• **WRITTEN TASK**
In the listing, from the line with "The component shall point out each instance of the hazy" to the line with "Query: pale sky", write those lines out again with "sand texture" changed to "sand ripples" and nothing else altered.

─── DATA IN THIS EXERCISE ───

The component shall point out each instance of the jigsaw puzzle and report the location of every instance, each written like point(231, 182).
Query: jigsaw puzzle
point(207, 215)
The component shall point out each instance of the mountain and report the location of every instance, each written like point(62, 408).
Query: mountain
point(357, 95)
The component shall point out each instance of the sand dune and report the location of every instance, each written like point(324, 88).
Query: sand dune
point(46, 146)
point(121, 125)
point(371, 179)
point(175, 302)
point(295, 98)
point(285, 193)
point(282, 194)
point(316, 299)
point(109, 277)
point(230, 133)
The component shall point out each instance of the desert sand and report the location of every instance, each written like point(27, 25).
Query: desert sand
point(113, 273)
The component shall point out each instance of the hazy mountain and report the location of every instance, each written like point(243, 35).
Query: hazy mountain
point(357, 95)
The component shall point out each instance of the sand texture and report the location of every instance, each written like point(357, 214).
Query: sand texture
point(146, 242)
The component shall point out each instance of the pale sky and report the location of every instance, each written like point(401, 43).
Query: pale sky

───
─── DATA IN THIS EXERCISE ───

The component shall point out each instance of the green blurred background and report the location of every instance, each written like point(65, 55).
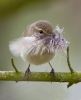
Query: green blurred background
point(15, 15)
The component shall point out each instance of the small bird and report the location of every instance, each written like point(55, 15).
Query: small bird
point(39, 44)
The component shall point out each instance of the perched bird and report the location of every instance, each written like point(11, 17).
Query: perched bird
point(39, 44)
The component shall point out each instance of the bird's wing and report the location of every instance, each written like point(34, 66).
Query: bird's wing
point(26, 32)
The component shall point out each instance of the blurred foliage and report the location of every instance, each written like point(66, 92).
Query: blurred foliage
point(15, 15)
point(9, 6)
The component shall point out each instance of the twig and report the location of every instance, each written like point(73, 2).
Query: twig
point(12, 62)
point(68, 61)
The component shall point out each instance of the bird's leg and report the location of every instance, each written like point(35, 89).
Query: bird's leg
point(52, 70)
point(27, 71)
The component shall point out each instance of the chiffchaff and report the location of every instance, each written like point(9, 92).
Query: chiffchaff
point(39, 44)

───

• **FINISHED EXERCISE**
The component shall point out each instance of the hazy mountain and report the location of every instance, each written like point(243, 35).
Query: hazy mountain
point(357, 95)
The component shall point out each instance of the sand ripples and report the location of every instance, each written like point(357, 214).
Query: sand ripples
point(146, 242)
The component shall point out each instance of the pale sky and report the location of every instance, each written like point(401, 43).
Query: pale sky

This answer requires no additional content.